=== Section Start ===

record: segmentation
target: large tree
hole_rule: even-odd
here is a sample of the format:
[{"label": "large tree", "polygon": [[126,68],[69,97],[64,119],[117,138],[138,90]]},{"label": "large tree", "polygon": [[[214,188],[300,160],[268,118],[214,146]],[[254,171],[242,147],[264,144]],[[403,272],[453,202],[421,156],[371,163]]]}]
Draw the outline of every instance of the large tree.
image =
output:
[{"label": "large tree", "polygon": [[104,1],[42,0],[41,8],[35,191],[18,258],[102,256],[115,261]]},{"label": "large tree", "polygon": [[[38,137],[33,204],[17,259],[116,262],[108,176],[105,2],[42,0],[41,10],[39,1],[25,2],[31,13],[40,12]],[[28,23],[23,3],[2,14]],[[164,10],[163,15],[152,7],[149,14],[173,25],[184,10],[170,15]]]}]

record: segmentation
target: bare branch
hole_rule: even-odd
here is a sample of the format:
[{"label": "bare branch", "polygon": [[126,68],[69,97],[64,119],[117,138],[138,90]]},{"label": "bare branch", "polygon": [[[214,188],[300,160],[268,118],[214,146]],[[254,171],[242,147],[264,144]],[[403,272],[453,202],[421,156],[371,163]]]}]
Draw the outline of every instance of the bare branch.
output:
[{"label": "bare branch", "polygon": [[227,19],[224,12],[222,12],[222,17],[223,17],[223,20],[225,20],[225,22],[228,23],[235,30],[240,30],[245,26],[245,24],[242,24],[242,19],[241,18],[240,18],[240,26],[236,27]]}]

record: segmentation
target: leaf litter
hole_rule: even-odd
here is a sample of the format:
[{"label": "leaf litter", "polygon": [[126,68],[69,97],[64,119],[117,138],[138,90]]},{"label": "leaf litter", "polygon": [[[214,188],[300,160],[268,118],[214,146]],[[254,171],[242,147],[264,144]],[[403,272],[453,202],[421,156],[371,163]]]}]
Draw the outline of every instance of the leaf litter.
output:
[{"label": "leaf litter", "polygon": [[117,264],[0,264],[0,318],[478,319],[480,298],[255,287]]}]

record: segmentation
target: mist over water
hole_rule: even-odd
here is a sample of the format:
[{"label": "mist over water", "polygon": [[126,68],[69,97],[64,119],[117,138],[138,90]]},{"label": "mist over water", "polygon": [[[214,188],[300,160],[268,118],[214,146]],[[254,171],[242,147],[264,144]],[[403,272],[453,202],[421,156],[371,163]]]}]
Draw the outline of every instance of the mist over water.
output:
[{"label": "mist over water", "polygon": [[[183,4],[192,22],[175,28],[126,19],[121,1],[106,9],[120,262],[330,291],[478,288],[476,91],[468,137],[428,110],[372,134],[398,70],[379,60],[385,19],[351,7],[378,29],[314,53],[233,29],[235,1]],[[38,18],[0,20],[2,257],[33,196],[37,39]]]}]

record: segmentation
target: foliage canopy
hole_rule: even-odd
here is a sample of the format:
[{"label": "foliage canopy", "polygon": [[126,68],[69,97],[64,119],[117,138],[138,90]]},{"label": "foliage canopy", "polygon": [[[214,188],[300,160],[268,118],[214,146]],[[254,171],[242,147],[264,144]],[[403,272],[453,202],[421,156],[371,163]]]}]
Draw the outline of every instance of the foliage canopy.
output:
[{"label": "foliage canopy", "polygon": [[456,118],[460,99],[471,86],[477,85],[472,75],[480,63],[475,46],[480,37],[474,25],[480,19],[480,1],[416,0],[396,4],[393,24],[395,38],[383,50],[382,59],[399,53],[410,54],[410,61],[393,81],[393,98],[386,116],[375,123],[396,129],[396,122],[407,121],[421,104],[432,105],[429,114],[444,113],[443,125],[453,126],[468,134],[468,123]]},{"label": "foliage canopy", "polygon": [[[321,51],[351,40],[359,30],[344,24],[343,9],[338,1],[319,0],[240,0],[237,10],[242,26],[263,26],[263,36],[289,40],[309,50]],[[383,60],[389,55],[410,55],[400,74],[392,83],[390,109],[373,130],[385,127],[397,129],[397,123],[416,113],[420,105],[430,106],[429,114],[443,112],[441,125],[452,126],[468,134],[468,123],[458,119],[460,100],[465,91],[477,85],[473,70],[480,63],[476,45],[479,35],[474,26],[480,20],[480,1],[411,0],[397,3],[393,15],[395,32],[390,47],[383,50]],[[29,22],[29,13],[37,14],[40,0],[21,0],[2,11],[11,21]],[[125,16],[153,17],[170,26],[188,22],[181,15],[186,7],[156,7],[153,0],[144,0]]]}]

=== Section End ===

[WHAT THIS TASK INVOLVES]
Scan the records above for the string "target", then report every line that contains it.

[SOLUTION TO THE PROBLEM]
target: large tree
target: bare branch
target: leaf litter
target: mist over water
target: foliage canopy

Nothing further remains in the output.